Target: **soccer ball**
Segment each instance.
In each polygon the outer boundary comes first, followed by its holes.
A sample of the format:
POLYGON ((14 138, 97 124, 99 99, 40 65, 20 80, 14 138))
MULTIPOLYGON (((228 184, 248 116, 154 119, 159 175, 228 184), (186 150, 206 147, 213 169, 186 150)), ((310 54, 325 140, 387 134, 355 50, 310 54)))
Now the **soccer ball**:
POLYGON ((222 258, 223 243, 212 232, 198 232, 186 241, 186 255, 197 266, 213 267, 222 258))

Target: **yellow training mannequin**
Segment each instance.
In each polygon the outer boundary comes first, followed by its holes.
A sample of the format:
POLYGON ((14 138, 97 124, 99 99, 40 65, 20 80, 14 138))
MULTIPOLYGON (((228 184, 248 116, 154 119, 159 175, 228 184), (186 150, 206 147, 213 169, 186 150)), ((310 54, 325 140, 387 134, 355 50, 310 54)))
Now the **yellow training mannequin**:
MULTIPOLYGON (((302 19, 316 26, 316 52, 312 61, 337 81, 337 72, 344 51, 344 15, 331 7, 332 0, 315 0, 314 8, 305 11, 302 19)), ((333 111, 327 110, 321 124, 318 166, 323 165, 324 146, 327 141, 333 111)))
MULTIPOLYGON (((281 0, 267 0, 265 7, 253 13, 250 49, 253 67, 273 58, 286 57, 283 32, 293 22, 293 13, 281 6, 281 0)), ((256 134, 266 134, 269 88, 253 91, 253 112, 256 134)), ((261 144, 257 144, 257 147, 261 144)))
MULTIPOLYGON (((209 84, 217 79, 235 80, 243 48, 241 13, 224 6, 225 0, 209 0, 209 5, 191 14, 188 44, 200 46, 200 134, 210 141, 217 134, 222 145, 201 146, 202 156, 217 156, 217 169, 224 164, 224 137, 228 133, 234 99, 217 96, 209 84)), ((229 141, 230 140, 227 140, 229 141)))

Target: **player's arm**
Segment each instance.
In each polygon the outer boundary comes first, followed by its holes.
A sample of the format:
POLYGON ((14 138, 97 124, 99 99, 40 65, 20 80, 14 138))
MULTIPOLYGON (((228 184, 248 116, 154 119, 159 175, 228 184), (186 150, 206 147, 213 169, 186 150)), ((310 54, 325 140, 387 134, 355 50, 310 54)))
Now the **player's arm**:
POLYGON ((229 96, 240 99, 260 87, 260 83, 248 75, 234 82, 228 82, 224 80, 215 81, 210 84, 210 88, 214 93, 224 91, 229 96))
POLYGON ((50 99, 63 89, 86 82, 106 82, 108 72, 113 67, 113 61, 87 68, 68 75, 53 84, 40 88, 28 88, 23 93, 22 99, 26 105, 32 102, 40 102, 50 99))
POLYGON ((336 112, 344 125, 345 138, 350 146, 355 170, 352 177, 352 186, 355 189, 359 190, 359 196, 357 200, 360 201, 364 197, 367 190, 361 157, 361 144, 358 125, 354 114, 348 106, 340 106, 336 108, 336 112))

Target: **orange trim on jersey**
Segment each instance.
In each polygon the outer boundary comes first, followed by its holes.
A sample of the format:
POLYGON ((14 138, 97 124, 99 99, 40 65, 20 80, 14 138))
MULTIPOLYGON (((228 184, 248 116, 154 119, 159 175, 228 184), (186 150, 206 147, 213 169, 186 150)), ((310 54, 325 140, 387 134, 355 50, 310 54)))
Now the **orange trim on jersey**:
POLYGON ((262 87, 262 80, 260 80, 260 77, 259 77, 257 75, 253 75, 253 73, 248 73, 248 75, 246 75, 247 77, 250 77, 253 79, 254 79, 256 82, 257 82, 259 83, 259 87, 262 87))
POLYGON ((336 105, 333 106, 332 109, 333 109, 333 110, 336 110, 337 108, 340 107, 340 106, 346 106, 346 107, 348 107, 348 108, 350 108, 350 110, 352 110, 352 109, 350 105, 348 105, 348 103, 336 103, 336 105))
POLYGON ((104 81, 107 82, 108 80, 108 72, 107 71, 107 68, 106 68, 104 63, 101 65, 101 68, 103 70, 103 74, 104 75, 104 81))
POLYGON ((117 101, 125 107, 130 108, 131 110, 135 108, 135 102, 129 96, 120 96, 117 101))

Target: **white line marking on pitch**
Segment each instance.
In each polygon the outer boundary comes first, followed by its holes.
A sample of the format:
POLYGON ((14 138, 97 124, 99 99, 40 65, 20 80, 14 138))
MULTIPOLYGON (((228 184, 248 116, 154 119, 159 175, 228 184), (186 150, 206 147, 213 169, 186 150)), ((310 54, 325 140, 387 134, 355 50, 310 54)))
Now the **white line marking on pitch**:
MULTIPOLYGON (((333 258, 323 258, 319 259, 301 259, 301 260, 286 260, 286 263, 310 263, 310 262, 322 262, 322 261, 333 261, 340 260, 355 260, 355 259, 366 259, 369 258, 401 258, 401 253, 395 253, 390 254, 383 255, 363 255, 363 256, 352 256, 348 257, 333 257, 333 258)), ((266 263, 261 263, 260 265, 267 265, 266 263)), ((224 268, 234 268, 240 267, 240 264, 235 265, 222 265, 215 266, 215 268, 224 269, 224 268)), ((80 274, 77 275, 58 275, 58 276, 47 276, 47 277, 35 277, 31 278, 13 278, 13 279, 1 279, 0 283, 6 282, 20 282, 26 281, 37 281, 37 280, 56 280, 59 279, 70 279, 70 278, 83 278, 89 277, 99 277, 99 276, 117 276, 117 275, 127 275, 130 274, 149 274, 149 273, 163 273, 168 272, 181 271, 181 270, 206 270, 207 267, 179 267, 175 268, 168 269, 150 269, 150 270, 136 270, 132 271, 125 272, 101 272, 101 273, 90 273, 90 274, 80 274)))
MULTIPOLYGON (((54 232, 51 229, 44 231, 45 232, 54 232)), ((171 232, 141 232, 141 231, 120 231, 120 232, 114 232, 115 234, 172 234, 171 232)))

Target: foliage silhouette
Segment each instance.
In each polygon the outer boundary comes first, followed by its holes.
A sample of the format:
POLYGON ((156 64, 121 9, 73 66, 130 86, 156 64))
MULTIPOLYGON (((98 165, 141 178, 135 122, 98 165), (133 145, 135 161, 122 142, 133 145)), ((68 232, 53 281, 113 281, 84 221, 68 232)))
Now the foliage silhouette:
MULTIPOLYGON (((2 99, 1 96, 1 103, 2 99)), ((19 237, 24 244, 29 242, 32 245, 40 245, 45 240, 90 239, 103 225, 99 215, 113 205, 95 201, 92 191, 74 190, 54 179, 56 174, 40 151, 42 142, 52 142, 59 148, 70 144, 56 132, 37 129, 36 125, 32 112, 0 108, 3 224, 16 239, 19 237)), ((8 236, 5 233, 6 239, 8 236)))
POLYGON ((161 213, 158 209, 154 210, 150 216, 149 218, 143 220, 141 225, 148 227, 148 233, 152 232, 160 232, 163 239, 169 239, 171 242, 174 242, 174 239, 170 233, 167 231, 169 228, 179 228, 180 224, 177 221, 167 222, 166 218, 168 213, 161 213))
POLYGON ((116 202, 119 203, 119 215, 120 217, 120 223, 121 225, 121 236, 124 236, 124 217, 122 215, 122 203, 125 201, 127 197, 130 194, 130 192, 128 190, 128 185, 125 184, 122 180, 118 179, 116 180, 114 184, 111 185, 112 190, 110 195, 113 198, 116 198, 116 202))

^^^^^^^^^^^^^^^^

- **YOUR INSTRUCTIONS**:
Can you copy every line of the records above, character for character?

- **ANSWER TO THE TASK**:
Target: **soccer ball**
Segment each instance.
In each polygon the outer boundary comes first, followed by its holes.
A sample of the format:
POLYGON ((14 138, 97 124, 99 99, 40 65, 20 80, 14 138))
MULTIPOLYGON (((228 184, 248 116, 154 119, 159 175, 228 184), (186 150, 206 147, 213 169, 186 150)), ((310 54, 325 140, 387 134, 355 50, 310 54)))
Now the **soccer ball**:
POLYGON ((222 258, 223 243, 212 232, 198 232, 186 241, 186 255, 197 266, 213 267, 222 258))

Target: **yellow training mannequin**
Segment each instance.
In each polygon the outer boundary comes first, followed by its holes.
A sample of the format:
POLYGON ((14 138, 97 124, 99 99, 40 65, 20 80, 14 138))
MULTIPOLYGON (((228 184, 248 116, 154 119, 159 175, 228 184), (186 150, 206 147, 213 169, 186 150)), ((310 54, 325 140, 387 134, 355 50, 310 54)))
Now the **yellow training mannequin**:
MULTIPOLYGON (((302 19, 316 26, 316 52, 312 61, 337 81, 337 72, 344 51, 344 15, 331 7, 332 0, 315 0, 314 8, 305 11, 302 19)), ((333 111, 327 110, 321 124, 318 166, 323 165, 324 146, 327 141, 333 111)))
MULTIPOLYGON (((281 0, 267 0, 265 7, 253 13, 250 49, 253 67, 273 58, 286 57, 283 32, 293 22, 293 13, 281 6, 281 0)), ((256 134, 266 134, 269 88, 253 91, 253 112, 256 134)), ((261 144, 257 144, 257 147, 261 144)))
MULTIPOLYGON (((209 84, 217 79, 235 80, 243 48, 241 13, 224 6, 225 0, 209 0, 209 5, 191 14, 188 44, 200 46, 200 134, 210 141, 217 134, 222 145, 201 146, 202 156, 217 156, 217 169, 224 164, 224 137, 228 133, 234 99, 217 96, 209 84)), ((229 141, 230 140, 227 140, 229 141)))

Target: **player's arm**
Segment each instance.
In each polygon the outer boundary comes first, followed by its holes.
A sample of the format:
POLYGON ((14 138, 97 124, 99 99, 40 65, 20 80, 14 138))
MULTIPOLYGON (((228 184, 248 116, 154 119, 159 175, 228 184), (186 150, 206 147, 213 169, 186 150)), ((310 54, 325 140, 387 134, 355 50, 310 54)))
Now the **player's arm**:
POLYGON ((229 96, 240 99, 260 87, 260 83, 248 75, 234 82, 228 82, 224 80, 215 81, 210 84, 210 88, 214 93, 224 91, 229 96))
POLYGON ((50 99, 63 89, 86 82, 106 82, 108 72, 113 67, 113 61, 87 68, 68 75, 53 84, 40 88, 28 88, 23 93, 22 99, 26 105, 32 102, 40 102, 50 99))
POLYGON ((336 112, 344 125, 345 138, 350 146, 355 170, 352 177, 352 186, 355 189, 359 190, 359 196, 357 200, 360 201, 364 197, 367 190, 361 157, 361 144, 358 125, 354 114, 348 106, 340 106, 336 108, 336 112))

Target: **orange trim on jersey**
Segment each instance.
In each polygon the outer boundary comes first, followed by its holes.
A sample of the format:
POLYGON ((14 138, 97 124, 99 99, 40 65, 20 80, 14 138))
MULTIPOLYGON (((228 184, 248 116, 154 119, 159 175, 228 184), (186 150, 206 147, 213 169, 186 150)), ((310 54, 325 140, 387 134, 355 50, 310 54)))
Now the **orange trim on jersey**:
POLYGON ((262 87, 262 80, 260 80, 260 77, 259 77, 257 75, 253 75, 253 73, 248 73, 248 75, 246 75, 247 77, 250 77, 253 79, 254 79, 256 82, 257 82, 259 83, 259 87, 262 87))
POLYGON ((336 105, 333 106, 332 109, 333 109, 333 110, 336 110, 337 108, 340 107, 340 106, 346 106, 346 107, 348 107, 348 108, 350 108, 350 110, 352 110, 352 109, 350 105, 348 105, 348 103, 336 103, 336 105))
POLYGON ((104 81, 107 82, 108 80, 108 72, 107 71, 107 68, 106 68, 104 63, 101 65, 101 68, 103 70, 103 74, 104 75, 104 81))
POLYGON ((117 101, 125 107, 130 108, 131 110, 135 108, 135 102, 129 96, 120 96, 117 101))

Target: **white line marking on pitch**
Segment each instance.
In each polygon the outer boundary comes first, followed by its holes.
A sample of the format:
POLYGON ((14 138, 97 124, 99 99, 40 65, 20 80, 14 138))
MULTIPOLYGON (((228 184, 248 116, 154 119, 159 175, 228 184), (186 150, 206 147, 213 169, 186 150)), ((310 54, 325 140, 387 134, 355 50, 310 54)))
Now the **white line marking on pitch**:
MULTIPOLYGON (((333 258, 323 258, 319 259, 301 259, 301 260, 286 260, 286 263, 310 263, 310 262, 322 262, 322 261, 333 261, 340 260, 355 260, 355 259, 366 259, 369 258, 401 258, 401 253, 395 253, 390 254, 383 255, 363 255, 363 256, 352 256, 348 257, 333 257, 333 258)), ((266 263, 261 263, 260 265, 267 265, 266 263)), ((224 268, 234 268, 240 267, 240 264, 235 265, 222 265, 215 266, 215 268, 224 269, 224 268)), ((80 274, 77 275, 58 275, 58 276, 47 276, 47 277, 35 277, 31 278, 13 278, 13 279, 1 279, 0 283, 6 282, 20 282, 26 281, 37 281, 37 280, 56 280, 59 279, 70 279, 70 278, 83 278, 89 277, 99 277, 99 276, 117 276, 117 275, 127 275, 130 274, 149 274, 149 273, 163 273, 168 272, 181 271, 181 270, 206 270, 207 267, 179 267, 175 268, 168 269, 150 269, 150 270, 136 270, 132 271, 125 272, 101 272, 101 273, 90 273, 90 274, 80 274)))
MULTIPOLYGON (((54 232, 51 229, 44 231, 45 232, 54 232)), ((171 232, 141 232, 141 231, 120 231, 120 232, 114 232, 115 234, 172 234, 171 232)))

Target: foliage silhouette
Segment each instance.
In each polygon the outer boundary comes first, followed by its holes.
A sample of the format:
POLYGON ((156 64, 121 9, 73 66, 130 86, 156 64))
MULTIPOLYGON (((98 165, 141 178, 135 122, 98 165), (133 145, 135 161, 122 142, 133 145)), ((68 232, 53 281, 113 281, 84 221, 68 232)))
Now the foliage silhouette:
MULTIPOLYGON (((2 99, 1 96, 1 103, 2 99)), ((19 237, 24 244, 29 242, 32 245, 40 245, 45 240, 90 239, 103 225, 99 215, 113 205, 95 201, 92 191, 74 190, 54 179, 56 174, 40 151, 42 142, 52 142, 59 148, 70 144, 56 132, 37 129, 36 125, 32 112, 0 108, 3 224, 16 239, 19 237)), ((8 236, 5 233, 6 239, 8 236)))
POLYGON ((161 213, 158 209, 154 210, 150 216, 149 218, 143 220, 141 225, 148 227, 148 233, 152 232, 160 232, 163 239, 169 239, 171 242, 174 242, 174 239, 170 233, 167 231, 169 228, 179 228, 180 224, 177 221, 167 222, 166 218, 168 213, 161 213))
POLYGON ((116 202, 119 203, 119 215, 120 217, 120 223, 121 225, 121 236, 124 236, 124 217, 122 215, 122 203, 125 201, 127 197, 130 194, 130 192, 128 190, 128 185, 125 184, 122 180, 118 179, 116 180, 114 184, 111 185, 112 190, 110 195, 113 198, 116 198, 116 202))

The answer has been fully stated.